● Quoted passage:
I teach a night photography class and I find that many people who’ve never tried it imagine it to be a lot harder than it really is to get spectacular results. In this two part series I’m going to take you through step by step how I created the image above using light painting techniques that are actually quite easy.
PART ONE – THE PHOTOGRAPHY
In this article, Part One, I’m going to go through everything you need to know so that you can go out and create some images using this technique. In Part Two I’ll take you through combining multiple exposures, like I’ve done for this shot, using Photoshop to create the final photograph. It’s really not that hard and I’ll do it one step at a time so you can follow along with my screen shots after each step.
WHAT YOU’LL LEARN IN THIS ARTICLE
- Recommended equipment
- Camera basics (how to set up your camera)
- Finding a good subject
- Getting started (set up, preparation and starting points)
- Lighting, how to do light painting and some tips
- Potential problems and how to avoid them
EQUIPMENT FOR NIGHT PHOTOGRAPHY
Night photography is not that difficult but there are a few essential pieces of equipment needed to do the job right. Here is a list of mandatory and optional items:
The “Must Haves”
- a DSLR, or camera with manual settings that include “Bulb”
- a camera that shoots RAW format images (not mandatory but highly suggested)
- a sturdy tripod that is not affected by wind
- an electric cable release or remote trigger (could be called either) with a locking mechanism or timer
- at least one extra battery for your camera (long exposures and cold eat up batteries quickly so you may run through two or more in a night)
- a lens hood or shade for your lens
The “Really Nice to Haves” – not essential, but sure handy
- a digital watch or timer (or remote that has a timer) I use my iPhone
- a penlight or small flashlight (your cell phone can work in a pinch) to be able to check camera settings and find an item in the bottom of your bag OR a headlamp like the kind hikers wear, is a better option for hands free operation
- a powerful flashlight like a Maglite for light painting (I use an incandescent one, LED will produce a bluer tone light)
- a speedlight or portable flash unit can also be used for light painting (you don’t need a fancy one, even an old Vivitar 283 or 285 will do the trick)
- rain covers for your camera bag, camera, and yourself (weather can change quickly at night but you can get some great shots in bad weather if you’re prepared – you dry easier than your camera, keep that in mind!)
- A friend to tag along. Helpful if you’re doing night photography in an urban setting. It’s someone to help pass the time, but also watch that your gear doesn’t grow legs and walk off while you’re digging in the camera bag for something. Or someone to stand guard over the camera gear while you’re off painting with light in the scene.
- File format – shoot raw whenever possible lighting at night can be odd colors
- White balance – I generally choose “incandescent” or “tungsten” White Balance Preset when doing light painting because I know that will balance correctly for my flashlight. I let the rest of the scene fall where it may color wise
- Focus – your camera has a hard time focusing at night and will “hunt” unless you find focus and lock it for all your exposures. If your camera has back button focus capabilities I’d suggest using that, if not you can focus and then turn it to manual focus so it doesn’t attempt to refocus when you hit the shutter release. You can try to focus using manual but keep in mind if your camera can’t see in the dark, neither can you! So to achieve focus use your flashlight, and if you have a friend along, get them to light up the part of the object you want to focus on. Then either use your auto focus and lock it, or manually focus and then don’t touch it!

● Instruction a: Count the rows of the records that contain the word "line" and give only the number.

(Stored dataset items)
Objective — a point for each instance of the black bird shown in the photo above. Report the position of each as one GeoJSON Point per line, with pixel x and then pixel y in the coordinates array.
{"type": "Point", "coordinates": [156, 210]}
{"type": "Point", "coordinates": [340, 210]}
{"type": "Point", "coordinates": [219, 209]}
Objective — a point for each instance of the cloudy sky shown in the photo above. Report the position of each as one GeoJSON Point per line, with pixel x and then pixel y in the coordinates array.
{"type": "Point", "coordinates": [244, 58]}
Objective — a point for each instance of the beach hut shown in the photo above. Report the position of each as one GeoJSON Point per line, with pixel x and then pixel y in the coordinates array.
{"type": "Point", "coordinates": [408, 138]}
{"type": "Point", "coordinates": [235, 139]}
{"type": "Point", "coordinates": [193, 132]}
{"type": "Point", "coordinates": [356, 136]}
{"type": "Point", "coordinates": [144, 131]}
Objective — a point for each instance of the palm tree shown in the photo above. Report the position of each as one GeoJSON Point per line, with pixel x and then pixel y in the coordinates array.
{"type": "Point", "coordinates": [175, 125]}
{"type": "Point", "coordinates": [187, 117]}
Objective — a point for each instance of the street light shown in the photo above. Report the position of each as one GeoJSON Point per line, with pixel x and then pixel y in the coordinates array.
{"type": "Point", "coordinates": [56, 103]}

● Instruction b: Rewrite the night photography article from "I teach a night" to "after each step.", switching "light painting" to "long exposure".

● Exercise answer a: 5

● Exercise answer b:
I teach a night photography class and I find that many people who’ve never tried it imagine it to be a lot harder than it really is to get spectacular results. In this two part series I’m going to take you through step by step how I created the image above using long exposure techniques that are actually quite easy.
PART ONE – THE PHOTOGRAPHY
In this article, Part One, I’m going to go through everything you need to know so that you can go out and create some images using this technique. In Part Two I’ll take you through combining multiple exposures, like I’ve done for this shot, using Photoshop to create the final photograph. It’s really not that hard and I’ll do it one step at a time so you can follow along with my screen shots after each step.